VOCABULARY TERM: COIN COLLECTING

Dick Johnson submitted this entry from his Encyclopedia of Coin and Medal Terminology. Thanks! Quite appropriate - this one applies to all of us. -Editor

Coin Collecting. Gathering specimens of coins in systematic fashion as an avocation or numismatic pursuit. Collecting coins appeals to every age from the child who can identify the portrait on a small bronze piece to the senior who can understand the language and symbolism on an obscure piece from a distant land or time, from the person with limited funds to the wealthiest benefactor. Gathering coins, it has been said, appeal to the magpie instincts in humans who like bright, shinny objects. Contrast this to the scientist/numismatist who likes to classify every species and subspecies, or who likes to describe and catalog every specimen in their collection.

Coin collecting has occurred, it seems, ever since there were coins. Some ancient coin hoards that have been recovered intact indicate the pieces were assembled for their design and differing characteristics, as a collection more so than an accumulation for commerce.

For the most passionate collector, collecting coins is an emotional involvement exhibited by the thrill of the chase, to acquire a desired specimen. After all, coin collecting appeals to very intelligent people. It fulfills a desire to complete a series; it requires a dedicated investment in intellect, time, savings, yet still has the romance of distance peoples, long ago time and a miniature art form of the time. If for no other reason we study coins because they are artifacts – actual money that contemporary custom had placed a value on these coined objects.

Because coins are issued by denomination, the design within that denomination is called a TYPE. Often a single type will be issued over a number of years as the national authority (like a Treasury Department) attempts to supply its country with a quantity of circulating medium. Also, and particularly for large industrial countries, they may have more than one mint. Most mints have their own mark, MINTMARK, a signature on all the coins of their manufacture. Thus collecting by types, by dates and by mintmarks are important to collectors.

* **Supplied information**:
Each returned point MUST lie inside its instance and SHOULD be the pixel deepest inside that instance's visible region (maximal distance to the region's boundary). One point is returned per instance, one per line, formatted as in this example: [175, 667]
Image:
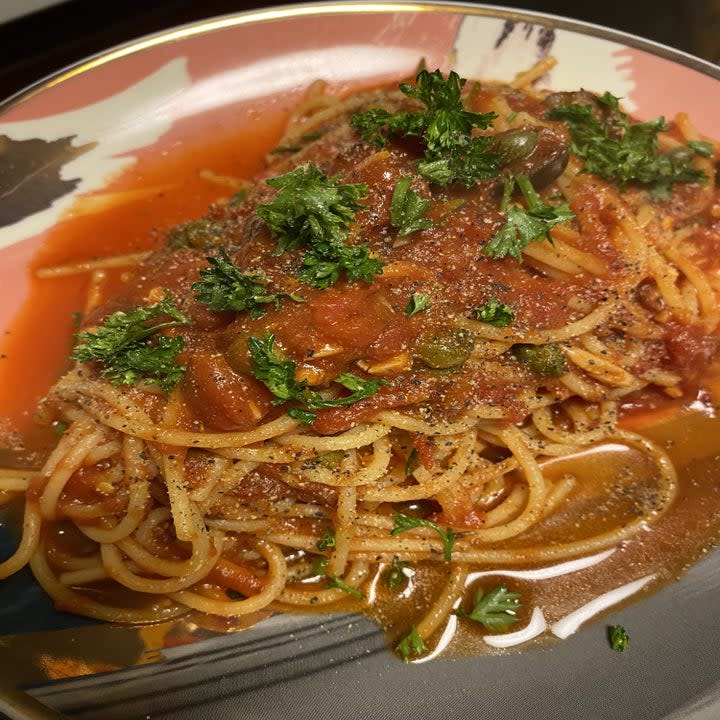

* **Set tasks**:
A – Answer these about the coin collecting entry, one line each:
(i) What do some recovered ancient coin hoards indicate about how their pieces were assembled?
(ii) What is the design within a denomination called?
(iii) What is a mintmark?
B – Carry on the coin collecting entry from its last sentence.

* **Results in order**:
A –
(i) The pieces were assembled for their design and differing characteristics, as a collection more than an accumulation for commerce.
(ii) A type.
(iii) A mint's own mark, a signature on all the coins of its manufacture.

B –
Any deviation in the design or form from the normal coin – whether intended or resulting from a manufacturing anomaly –results in a VARIETY of the coin in that series. Collectors are very interested in varieties and closely study every aspect of the coin’s design and production to identify these varieties, no matter how minute. The discovery of a major variety is an event of major proportions in the numismatic field.

Collectors quickly learn that some specimens are not easy to obtain. The concept of RARITY is inherent to every collector. He learns that one variety may be quite rare and a similar one quite common. Rarity is based on the number originally made and how many of that number have survived. Numismatists have determined a SURVIVAL RATIO that indicates this degree for a particular rarity. Letter and number charts have been devised and published in numismatic literature to give a indication within a range of common to extreme rarity.

Coin Group Terms. Coin collecting deals with coins in groups. Here are some group terms:

HOARD – A retrieved group of monetary items.
SERIES – Three or more coins with a common theme or design with a continuity of issue.
SET – Two or more coins issued together.
Collection – Coins of any number gathered together for systematic study or the pleasure of ownership.
Rolls – Coins in uniform number packaged for commerce.

What to collect? Coin collectors first collect what is easiest for them to obtain, coins from circulation, their own nationality, an inherited collection. From early beginnings a collector typically moves into areas called specialties. He cannot collect everything at once, so he specializes. He chooses an area of coin collecting which interests him most and which he devotes his acquisition activities. These are also called TOPICS. (In England they are called thematics.)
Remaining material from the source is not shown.